_What the task asks_: Pick out and copy each line below that contains the word "rough".

_Supplied material_:
↓
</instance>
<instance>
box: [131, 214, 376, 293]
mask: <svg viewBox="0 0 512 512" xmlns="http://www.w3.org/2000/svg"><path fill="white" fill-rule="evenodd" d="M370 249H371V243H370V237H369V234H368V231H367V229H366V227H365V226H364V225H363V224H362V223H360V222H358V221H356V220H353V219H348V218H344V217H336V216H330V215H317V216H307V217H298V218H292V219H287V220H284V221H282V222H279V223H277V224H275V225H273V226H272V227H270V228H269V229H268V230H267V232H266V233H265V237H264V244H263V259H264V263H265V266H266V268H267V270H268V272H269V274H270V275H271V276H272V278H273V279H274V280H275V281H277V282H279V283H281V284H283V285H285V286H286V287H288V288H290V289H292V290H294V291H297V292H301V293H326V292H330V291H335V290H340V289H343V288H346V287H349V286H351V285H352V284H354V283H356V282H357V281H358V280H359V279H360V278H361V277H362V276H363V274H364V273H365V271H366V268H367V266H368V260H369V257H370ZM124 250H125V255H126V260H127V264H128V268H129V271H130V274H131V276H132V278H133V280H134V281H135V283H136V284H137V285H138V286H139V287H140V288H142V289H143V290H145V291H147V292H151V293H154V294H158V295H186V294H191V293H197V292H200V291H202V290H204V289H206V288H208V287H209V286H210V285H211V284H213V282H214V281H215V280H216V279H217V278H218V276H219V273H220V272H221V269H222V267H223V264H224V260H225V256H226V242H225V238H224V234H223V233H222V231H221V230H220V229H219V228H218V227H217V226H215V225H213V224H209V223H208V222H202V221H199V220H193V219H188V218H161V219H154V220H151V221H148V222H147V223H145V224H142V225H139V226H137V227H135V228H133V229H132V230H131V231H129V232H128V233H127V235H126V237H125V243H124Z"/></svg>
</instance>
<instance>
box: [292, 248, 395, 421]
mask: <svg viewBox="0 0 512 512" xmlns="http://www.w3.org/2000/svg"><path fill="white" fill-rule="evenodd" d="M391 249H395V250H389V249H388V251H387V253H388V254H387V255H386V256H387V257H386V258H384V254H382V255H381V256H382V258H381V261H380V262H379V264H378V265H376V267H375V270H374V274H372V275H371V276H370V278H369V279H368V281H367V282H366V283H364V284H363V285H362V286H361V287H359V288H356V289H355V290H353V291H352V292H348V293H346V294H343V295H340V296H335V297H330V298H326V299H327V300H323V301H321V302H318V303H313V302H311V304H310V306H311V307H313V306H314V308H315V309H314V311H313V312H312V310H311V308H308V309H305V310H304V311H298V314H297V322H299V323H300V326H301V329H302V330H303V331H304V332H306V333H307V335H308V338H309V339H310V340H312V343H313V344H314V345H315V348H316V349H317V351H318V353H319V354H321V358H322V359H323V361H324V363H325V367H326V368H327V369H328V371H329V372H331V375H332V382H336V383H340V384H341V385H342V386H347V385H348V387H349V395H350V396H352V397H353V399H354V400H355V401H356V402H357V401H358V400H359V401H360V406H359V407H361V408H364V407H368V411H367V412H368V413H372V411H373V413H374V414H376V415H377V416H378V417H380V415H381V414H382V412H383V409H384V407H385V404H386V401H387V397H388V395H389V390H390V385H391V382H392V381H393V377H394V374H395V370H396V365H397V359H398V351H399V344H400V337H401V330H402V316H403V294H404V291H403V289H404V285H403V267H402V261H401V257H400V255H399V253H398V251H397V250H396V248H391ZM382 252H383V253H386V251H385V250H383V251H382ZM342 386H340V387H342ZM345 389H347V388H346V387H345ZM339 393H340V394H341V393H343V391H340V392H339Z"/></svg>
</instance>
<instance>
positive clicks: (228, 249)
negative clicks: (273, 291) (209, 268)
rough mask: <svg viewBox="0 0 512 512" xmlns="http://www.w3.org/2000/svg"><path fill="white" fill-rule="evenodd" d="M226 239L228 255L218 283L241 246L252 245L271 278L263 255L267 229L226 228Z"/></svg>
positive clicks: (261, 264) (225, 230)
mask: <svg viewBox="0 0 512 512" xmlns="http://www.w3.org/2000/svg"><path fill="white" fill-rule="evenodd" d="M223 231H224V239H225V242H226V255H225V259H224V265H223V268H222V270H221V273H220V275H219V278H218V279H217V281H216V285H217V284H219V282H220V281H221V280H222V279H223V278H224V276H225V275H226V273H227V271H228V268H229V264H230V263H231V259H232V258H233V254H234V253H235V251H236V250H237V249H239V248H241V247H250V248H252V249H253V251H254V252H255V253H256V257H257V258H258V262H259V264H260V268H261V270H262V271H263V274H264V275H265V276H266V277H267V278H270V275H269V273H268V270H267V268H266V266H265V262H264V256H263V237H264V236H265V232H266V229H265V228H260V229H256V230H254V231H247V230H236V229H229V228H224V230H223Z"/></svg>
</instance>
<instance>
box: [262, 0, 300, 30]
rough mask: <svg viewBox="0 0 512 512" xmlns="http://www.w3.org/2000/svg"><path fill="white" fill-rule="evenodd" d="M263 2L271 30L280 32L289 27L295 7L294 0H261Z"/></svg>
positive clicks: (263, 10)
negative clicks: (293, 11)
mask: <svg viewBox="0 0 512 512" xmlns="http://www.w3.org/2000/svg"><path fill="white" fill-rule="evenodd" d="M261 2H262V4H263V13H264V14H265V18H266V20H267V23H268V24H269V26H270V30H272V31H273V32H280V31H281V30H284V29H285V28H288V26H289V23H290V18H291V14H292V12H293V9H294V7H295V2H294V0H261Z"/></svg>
↑
_Exercise output_:
rough mask: <svg viewBox="0 0 512 512" xmlns="http://www.w3.org/2000/svg"><path fill="white" fill-rule="evenodd" d="M226 239L228 255L218 283L241 246L252 245L271 278L263 255L267 229L226 228Z"/></svg>
rough mask: <svg viewBox="0 0 512 512" xmlns="http://www.w3.org/2000/svg"><path fill="white" fill-rule="evenodd" d="M263 2L271 30L280 32L289 27L295 7L294 0H261Z"/></svg>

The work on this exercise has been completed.